Text shown START
Tuesday, November 17, 2009

Commentary hurts my ears: Real Salt Lake beat Chicago Fire


The other day I watched the MLS East semi-final between Real Salt Lake (spits on ground: worst contrived name ever) and Chicago Fire on ESPN or Fox Soccer Channel. RSL won 5-4 on penalties, contrary to this MLS headline: RSL buries Fire. A lively but disjointed match, certainly not a great advertisement for MLS. What stood out for me, though, was the commentary. Here is a list of comments that highlight, for me, why American and Canadian footie commentary duos need a Brit for credibility:

"...to handle the "flyers" from Salt Lake."
"...that enforcer type, that will pick the fights for his teammates that can't."
"...to get out of difficult (pause) phases of the game."
"...flying in to become an option here."
"...when they're relaying into the centre."
"...two 50-50 balls featuring Will Johnson."
"...it's going to be an elevated second half."
"...double-digit touches here."
"...the New England team was very very altered by what they could do."
Text shown END
__Exercise 1__.
Name every soccer team mentioned in the blog post on MLS commentary.
__Exercise 2__.
Pick up the blog post on MLS commentary after its last quoted comment and keep writing it.
The lines after this point are separate material, unrelated to the blog post on MLS commentary.
Excerpted data START
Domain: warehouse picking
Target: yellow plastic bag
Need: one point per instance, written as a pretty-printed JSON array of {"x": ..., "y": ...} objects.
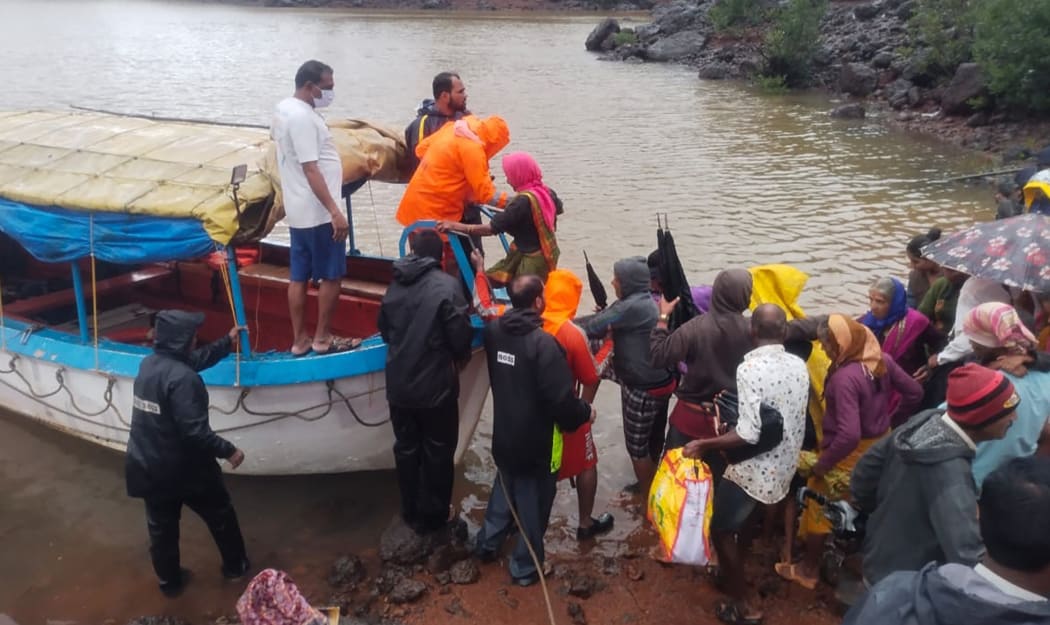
[{"x": 679, "y": 508}]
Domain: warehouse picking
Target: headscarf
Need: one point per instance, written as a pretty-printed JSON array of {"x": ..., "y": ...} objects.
[
  {"x": 995, "y": 325},
  {"x": 524, "y": 175},
  {"x": 720, "y": 337},
  {"x": 854, "y": 342},
  {"x": 562, "y": 297},
  {"x": 273, "y": 599},
  {"x": 898, "y": 308}
]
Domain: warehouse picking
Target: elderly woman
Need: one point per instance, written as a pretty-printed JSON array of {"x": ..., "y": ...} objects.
[
  {"x": 904, "y": 333},
  {"x": 858, "y": 391},
  {"x": 530, "y": 219},
  {"x": 1001, "y": 341}
]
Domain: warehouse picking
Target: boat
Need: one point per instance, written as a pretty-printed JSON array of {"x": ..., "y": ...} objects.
[{"x": 107, "y": 219}]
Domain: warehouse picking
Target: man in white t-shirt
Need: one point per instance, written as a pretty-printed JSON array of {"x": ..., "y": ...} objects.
[
  {"x": 772, "y": 376},
  {"x": 311, "y": 179}
]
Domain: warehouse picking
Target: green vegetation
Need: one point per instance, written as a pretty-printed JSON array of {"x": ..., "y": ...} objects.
[
  {"x": 1012, "y": 46},
  {"x": 625, "y": 37},
  {"x": 943, "y": 29},
  {"x": 774, "y": 85},
  {"x": 728, "y": 16},
  {"x": 793, "y": 41}
]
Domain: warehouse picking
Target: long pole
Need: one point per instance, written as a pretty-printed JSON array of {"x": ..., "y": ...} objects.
[
  {"x": 238, "y": 300},
  {"x": 78, "y": 290}
]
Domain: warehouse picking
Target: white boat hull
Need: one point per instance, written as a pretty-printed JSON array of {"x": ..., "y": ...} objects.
[{"x": 284, "y": 430}]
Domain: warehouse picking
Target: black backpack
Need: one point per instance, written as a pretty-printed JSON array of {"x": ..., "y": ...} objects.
[{"x": 772, "y": 433}]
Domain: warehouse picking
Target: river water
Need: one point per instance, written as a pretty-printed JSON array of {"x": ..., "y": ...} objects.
[{"x": 746, "y": 179}]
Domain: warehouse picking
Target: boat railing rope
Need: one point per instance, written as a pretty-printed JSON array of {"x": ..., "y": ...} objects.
[
  {"x": 335, "y": 396},
  {"x": 301, "y": 414},
  {"x": 80, "y": 413}
]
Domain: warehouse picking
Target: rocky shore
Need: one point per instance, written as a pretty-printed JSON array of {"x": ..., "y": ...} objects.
[
  {"x": 414, "y": 581},
  {"x": 864, "y": 58},
  {"x": 522, "y": 5}
]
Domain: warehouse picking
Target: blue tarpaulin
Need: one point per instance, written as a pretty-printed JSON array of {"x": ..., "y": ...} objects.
[{"x": 57, "y": 235}]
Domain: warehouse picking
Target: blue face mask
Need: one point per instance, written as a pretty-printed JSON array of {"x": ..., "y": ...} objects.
[{"x": 327, "y": 97}]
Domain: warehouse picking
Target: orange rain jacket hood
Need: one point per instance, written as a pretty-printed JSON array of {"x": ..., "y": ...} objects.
[
  {"x": 454, "y": 170},
  {"x": 562, "y": 297}
]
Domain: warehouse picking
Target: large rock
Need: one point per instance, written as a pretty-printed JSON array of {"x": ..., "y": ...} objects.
[
  {"x": 849, "y": 111},
  {"x": 858, "y": 79},
  {"x": 407, "y": 590},
  {"x": 607, "y": 27},
  {"x": 715, "y": 70},
  {"x": 347, "y": 570},
  {"x": 676, "y": 47},
  {"x": 866, "y": 12},
  {"x": 882, "y": 60},
  {"x": 646, "y": 32},
  {"x": 677, "y": 17},
  {"x": 967, "y": 83},
  {"x": 906, "y": 9},
  {"x": 897, "y": 94}
]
Excerpted data END
__Exercise response 1__.
Real Salt Lake, Chicago Fire, New England

__Exercise response 2__.
"...every minute starts to magnify here."
"John Busch clears." (it was a goal kick)
"...to put some type of strong conclusion on goal."
"It's in their DNA." (about Real Salt Lake, as if they're some historic club)
"...it comes down to down-and-dirty penalties."

Some of it was marginal, but some was just painful. What is a conclusion on goal? What is an elevated second half? How can a minute start to magnify?

It wasn't all bad, and some was quite insightful. The announcers did a good job of calling it when players fell over too easily, and gave credit on solid unflashy defensive play and midfield coordination. I'm looking forward to watching the MLS final this Sunday between LA and RSL.